▶ [What to produce] If a line in the records below contains "gloved", copy that line.

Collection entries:
━━━━━━━━

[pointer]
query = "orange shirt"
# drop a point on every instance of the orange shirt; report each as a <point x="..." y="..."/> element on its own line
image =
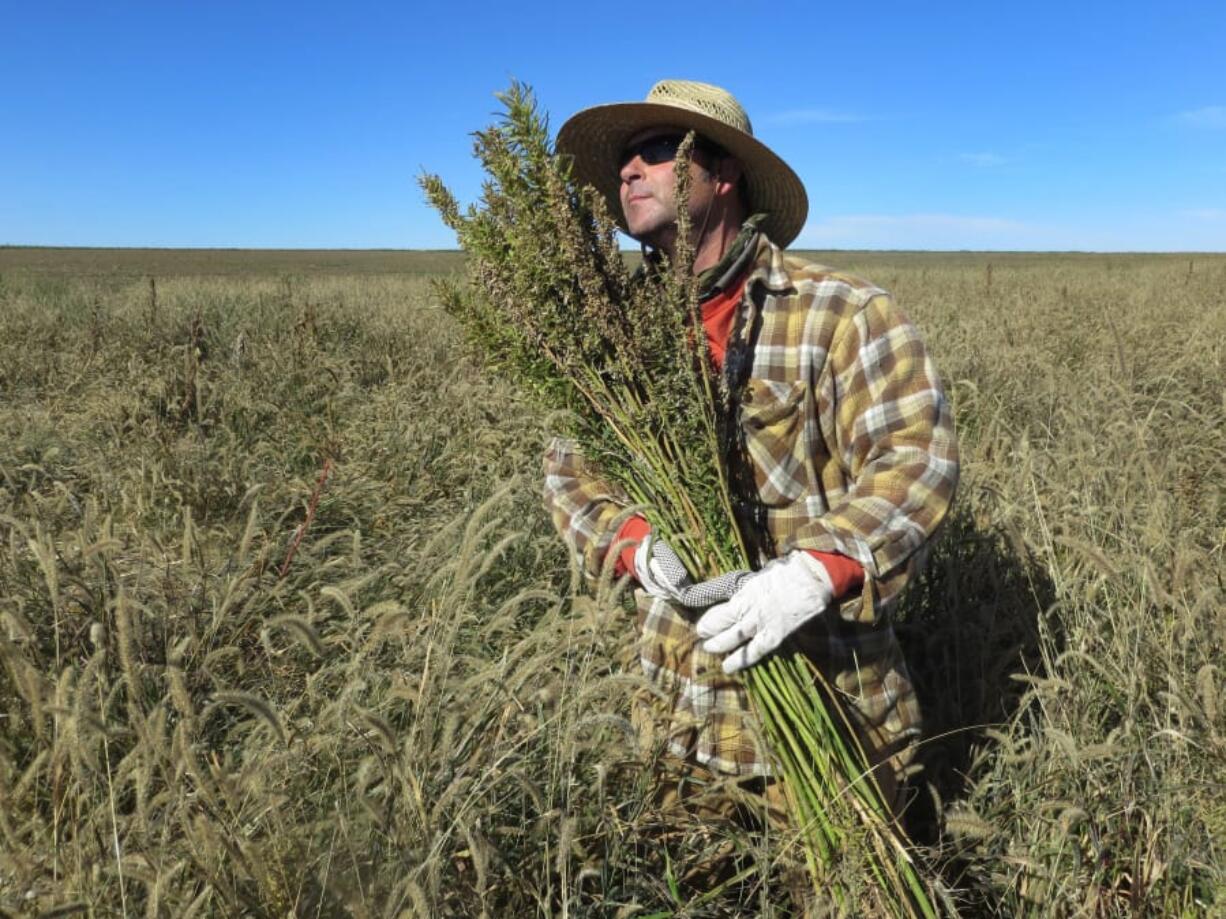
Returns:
<point x="719" y="313"/>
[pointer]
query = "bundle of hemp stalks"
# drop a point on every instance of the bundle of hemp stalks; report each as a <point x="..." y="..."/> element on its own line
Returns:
<point x="554" y="306"/>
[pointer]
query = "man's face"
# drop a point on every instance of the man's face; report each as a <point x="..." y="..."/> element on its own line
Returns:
<point x="646" y="191"/>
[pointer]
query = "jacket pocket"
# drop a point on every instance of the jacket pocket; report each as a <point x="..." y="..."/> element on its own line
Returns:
<point x="772" y="419"/>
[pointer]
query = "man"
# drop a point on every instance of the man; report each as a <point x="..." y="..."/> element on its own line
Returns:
<point x="845" y="453"/>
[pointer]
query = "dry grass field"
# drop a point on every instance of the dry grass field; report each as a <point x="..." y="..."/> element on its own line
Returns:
<point x="286" y="631"/>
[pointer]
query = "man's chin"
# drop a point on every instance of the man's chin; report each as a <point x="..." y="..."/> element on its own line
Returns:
<point x="654" y="237"/>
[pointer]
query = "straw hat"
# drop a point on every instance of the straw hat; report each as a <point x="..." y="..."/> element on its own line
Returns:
<point x="595" y="139"/>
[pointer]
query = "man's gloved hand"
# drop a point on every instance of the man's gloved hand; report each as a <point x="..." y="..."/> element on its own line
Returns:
<point x="770" y="605"/>
<point x="661" y="572"/>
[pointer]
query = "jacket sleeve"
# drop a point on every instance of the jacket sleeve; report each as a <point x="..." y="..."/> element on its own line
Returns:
<point x="585" y="507"/>
<point x="885" y="417"/>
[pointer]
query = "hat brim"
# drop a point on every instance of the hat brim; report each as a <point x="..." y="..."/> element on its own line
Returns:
<point x="595" y="139"/>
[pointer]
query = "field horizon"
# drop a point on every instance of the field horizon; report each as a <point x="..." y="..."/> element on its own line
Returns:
<point x="285" y="629"/>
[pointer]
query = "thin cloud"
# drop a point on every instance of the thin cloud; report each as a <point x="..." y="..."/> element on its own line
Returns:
<point x="1208" y="117"/>
<point x="812" y="117"/>
<point x="982" y="159"/>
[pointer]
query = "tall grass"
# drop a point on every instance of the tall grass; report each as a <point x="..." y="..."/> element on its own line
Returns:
<point x="424" y="717"/>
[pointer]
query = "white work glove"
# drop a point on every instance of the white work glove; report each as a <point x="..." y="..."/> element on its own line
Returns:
<point x="662" y="574"/>
<point x="770" y="605"/>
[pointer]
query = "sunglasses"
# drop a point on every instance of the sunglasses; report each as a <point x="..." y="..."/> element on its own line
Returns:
<point x="662" y="148"/>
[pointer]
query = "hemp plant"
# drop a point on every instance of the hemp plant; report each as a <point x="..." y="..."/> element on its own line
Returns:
<point x="553" y="305"/>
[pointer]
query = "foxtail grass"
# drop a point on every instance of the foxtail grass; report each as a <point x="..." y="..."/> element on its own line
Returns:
<point x="553" y="304"/>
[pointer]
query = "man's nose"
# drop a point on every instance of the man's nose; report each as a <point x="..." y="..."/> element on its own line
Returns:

━━━━━━━━

▶ [Exercise solution]
query = "man's gloved hand"
# drop a point on every instance of the man's gloved hand; report each as a <point x="..." y="..."/> element on its own line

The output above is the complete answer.